Excerpts from a point labeling dataset:
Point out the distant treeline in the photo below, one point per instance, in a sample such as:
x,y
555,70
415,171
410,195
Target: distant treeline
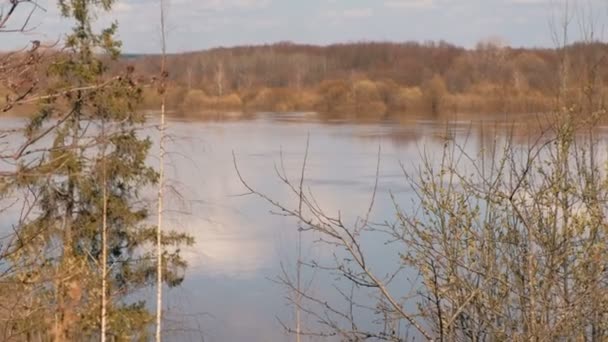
x,y
378,78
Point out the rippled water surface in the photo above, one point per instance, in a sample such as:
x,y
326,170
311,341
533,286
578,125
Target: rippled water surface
x,y
230,292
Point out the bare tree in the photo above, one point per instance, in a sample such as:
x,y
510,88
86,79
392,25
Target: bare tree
x,y
161,182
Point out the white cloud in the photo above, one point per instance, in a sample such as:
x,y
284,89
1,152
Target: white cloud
x,y
352,13
409,3
358,13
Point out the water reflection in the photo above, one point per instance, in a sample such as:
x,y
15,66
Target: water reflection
x,y
228,294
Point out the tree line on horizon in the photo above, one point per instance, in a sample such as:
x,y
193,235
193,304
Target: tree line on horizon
x,y
375,78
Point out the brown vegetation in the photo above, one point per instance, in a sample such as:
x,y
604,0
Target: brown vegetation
x,y
373,79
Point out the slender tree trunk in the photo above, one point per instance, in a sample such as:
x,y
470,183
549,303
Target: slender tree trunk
x,y
299,289
159,249
104,240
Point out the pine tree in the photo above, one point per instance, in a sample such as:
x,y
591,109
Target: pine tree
x,y
66,156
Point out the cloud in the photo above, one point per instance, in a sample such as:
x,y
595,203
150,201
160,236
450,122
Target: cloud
x,y
221,5
423,4
358,13
351,13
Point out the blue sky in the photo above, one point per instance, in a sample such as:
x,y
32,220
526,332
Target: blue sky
x,y
201,24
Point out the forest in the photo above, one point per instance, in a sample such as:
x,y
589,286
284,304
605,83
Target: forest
x,y
506,242
375,79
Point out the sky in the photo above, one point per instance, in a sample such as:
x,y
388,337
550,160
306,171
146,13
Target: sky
x,y
202,24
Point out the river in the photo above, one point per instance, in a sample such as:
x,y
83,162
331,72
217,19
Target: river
x,y
231,291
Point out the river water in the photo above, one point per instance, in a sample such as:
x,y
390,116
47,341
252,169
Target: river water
x,y
231,291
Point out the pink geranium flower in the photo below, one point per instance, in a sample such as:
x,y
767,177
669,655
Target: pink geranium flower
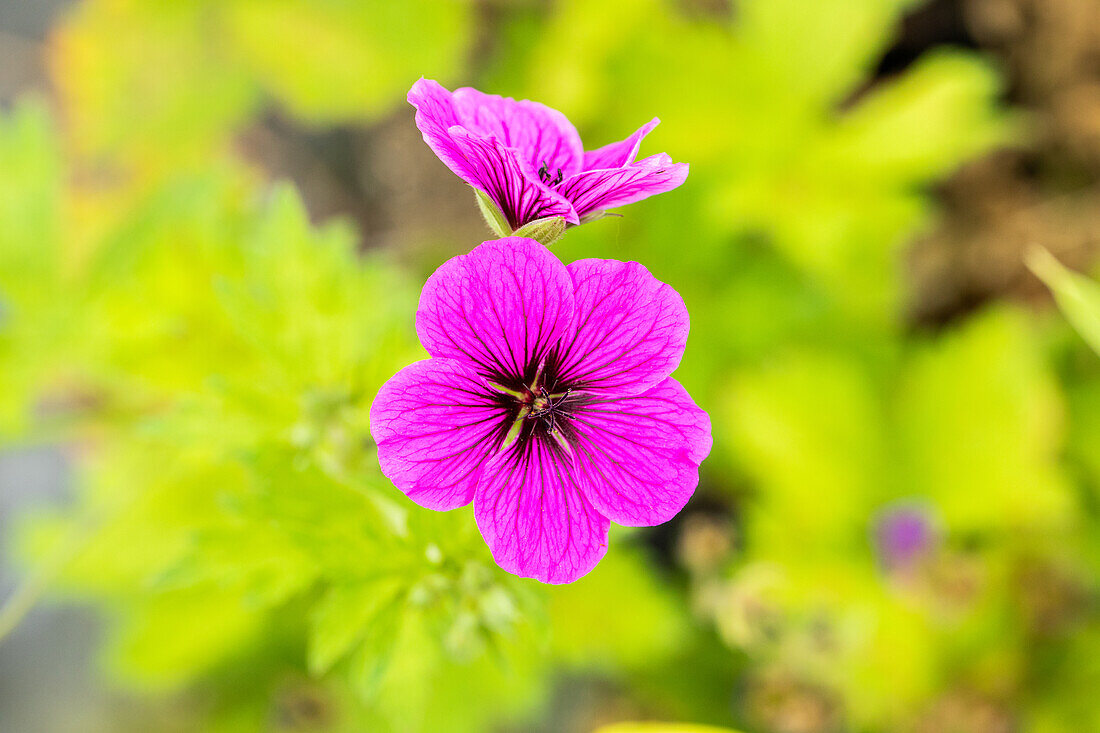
x,y
547,402
528,157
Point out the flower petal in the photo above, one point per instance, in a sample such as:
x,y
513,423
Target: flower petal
x,y
534,516
618,154
498,308
540,133
638,457
605,188
508,181
630,328
435,422
486,164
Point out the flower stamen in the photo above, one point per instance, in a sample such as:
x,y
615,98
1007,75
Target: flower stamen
x,y
545,175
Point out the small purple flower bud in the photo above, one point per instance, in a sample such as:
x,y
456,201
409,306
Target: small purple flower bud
x,y
904,534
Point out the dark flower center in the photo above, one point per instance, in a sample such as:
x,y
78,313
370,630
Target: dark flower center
x,y
536,406
545,175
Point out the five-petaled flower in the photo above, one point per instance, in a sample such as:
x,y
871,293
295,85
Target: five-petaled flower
x,y
547,402
528,157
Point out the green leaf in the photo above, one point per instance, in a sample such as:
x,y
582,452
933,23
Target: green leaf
x,y
1077,295
982,424
661,728
345,616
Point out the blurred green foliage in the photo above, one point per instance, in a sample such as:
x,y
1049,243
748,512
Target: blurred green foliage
x,y
208,357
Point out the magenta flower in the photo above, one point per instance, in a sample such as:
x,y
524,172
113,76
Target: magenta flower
x,y
528,159
547,402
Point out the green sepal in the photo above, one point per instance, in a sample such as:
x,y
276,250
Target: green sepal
x,y
547,231
596,216
497,223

*TASK GOAL*. Convert the material above into a JSON list of strings, one string per line, skipping any blank lines. Leave the pictures out of the answer.

*THE OUTPUT*.
[
  "Point out the distant treeline in the photo below, one point per instance, in a sample such as:",
  "x,y",
  "555,70",
  "415,171",
  "410,195",
  "Target: distant treeline",
  "x,y",
  "378,78",
  "Point out the rippled water surface in the photo above, one point per instance, in a sample such as:",
  "x,y",
  "326,170",
  "311,341",
  "533,286",
  "578,125",
  "Target: rippled water surface",
  "x,y",
  "230,292",
  "Point out the bare tree in the photo above, one point per instance, in a sample such as:",
  "x,y",
  "510,88",
  "86,79",
  "392,25",
  "Target: bare tree",
  "x,y",
  "161,182",
  "Point out the white cloud in the photo above, one point per instance, in a sample such as:",
  "x,y",
  "284,89",
  "1,152",
  "Target: white cloud",
  "x,y",
  "352,13",
  "409,3",
  "358,13",
  "Point out the water reflection in the photo above, one point per instance, in a sample such as:",
  "x,y",
  "15,66",
  "Target: water reflection",
  "x,y",
  "228,294",
  "Point out the tree line on horizon in the photo above, one point per instance, in a sample such as:",
  "x,y",
  "193,235",
  "193,304",
  "Target: tree line on horizon",
  "x,y",
  "375,78",
  "Point out the brown vegetation in the photo above, one point per instance, in a sample such as:",
  "x,y",
  "604,0",
  "Target: brown vegetation",
  "x,y",
  "373,79",
  "Point out the slender tree trunk in the photo above, one point per instance, in a sample such as:",
  "x,y",
  "470,183",
  "549,303",
  "Target: slender tree trunk",
  "x,y",
  "299,289",
  "159,249",
  "104,240",
  "Point out the pine tree in the photo above, one point per instance, in a sample such as:",
  "x,y",
  "591,109",
  "Target: pine tree",
  "x,y",
  "66,156",
  "Point out the cloud in the photo above, one point per instance, in a sample such as:",
  "x,y",
  "595,203",
  "150,201",
  "160,236",
  "450,122",
  "Target: cloud",
  "x,y",
  "221,5",
  "423,4",
  "358,13",
  "351,13",
  "Point out the blue sky in the photo above, one point per instance, in a sample such as:",
  "x,y",
  "32,220",
  "526,332",
  "Target: blue sky",
  "x,y",
  "201,24",
  "Point out the forest in the photo above, one point per instance, in a sample such as:",
  "x,y",
  "589,286",
  "284,304",
  "605,83",
  "Target: forest",
  "x,y",
  "506,242",
  "375,79",
  "Point out the sky in the photo above, one point per instance, in a sample such as:",
  "x,y",
  "388,337",
  "550,160",
  "306,171",
  "146,13",
  "Target: sky",
  "x,y",
  "202,24",
  "Point out the river in the photo above, one point per instance, in a sample such as:",
  "x,y",
  "83,162",
  "331,72",
  "217,19",
  "Target: river",
  "x,y",
  "231,291",
  "Point out the river water in the photo above, one point per instance, in a sample such as:",
  "x,y",
  "390,116",
  "47,341",
  "252,169",
  "Target: river water",
  "x,y",
  "231,291",
  "Point out the pink geranium flower in the photo below, one point per instance, in a sample such as:",
  "x,y",
  "767,177",
  "669,655",
  "Target: pink geranium flower",
  "x,y",
  "547,402",
  "528,157",
  "Point out the flower petal in the photo above, one point per instance, in a sample such as:",
  "x,y",
  "513,423",
  "Target: flower petal",
  "x,y",
  "534,516",
  "618,154",
  "498,308",
  "540,133",
  "638,457",
  "605,188",
  "508,181",
  "630,328",
  "435,422",
  "486,164",
  "Point out the flower stamen in the photo above, one point per instance, in a sample such as:",
  "x,y",
  "615,98",
  "1007,75",
  "Target: flower stamen",
  "x,y",
  "545,175",
  "Point out the small purple flower bud in the photo above, one point per instance, in a sample such as:",
  "x,y",
  "456,201",
  "409,306",
  "Target: small purple flower bud",
  "x,y",
  "904,534",
  "Point out the dark flower center in the photo above, one point per instance, in a sample such as:",
  "x,y",
  "78,313",
  "370,630",
  "Target: dark flower center",
  "x,y",
  "536,406",
  "545,175",
  "Point out the five-petaled flower in the photo above, one point per instance, in a sample such as:",
  "x,y",
  "871,293",
  "295,85",
  "Target: five-petaled flower",
  "x,y",
  "547,402",
  "528,157",
  "Point out the green leaf in the photo above, one point per instance, in a sample such as:",
  "x,y",
  "582,452",
  "933,23",
  "Target: green leaf",
  "x,y",
  "1077,295",
  "982,424",
  "661,728",
  "345,616",
  "Point out the blurred green foliage in the photo above, one point per instance, in a sample such as:",
  "x,y",
  "1049,243",
  "748,512",
  "Target: blurred green foliage",
  "x,y",
  "208,357",
  "Point out the magenta flower in the photo above, one point per instance, in a sample such as:",
  "x,y",
  "524,172",
  "113,76",
  "Target: magenta flower",
  "x,y",
  "528,159",
  "547,402",
  "Point out the green sepal in the photo above, one point per instance, in a sample such as:",
  "x,y",
  "276,250",
  "Target: green sepal",
  "x,y",
  "547,231",
  "596,216",
  "497,223"
]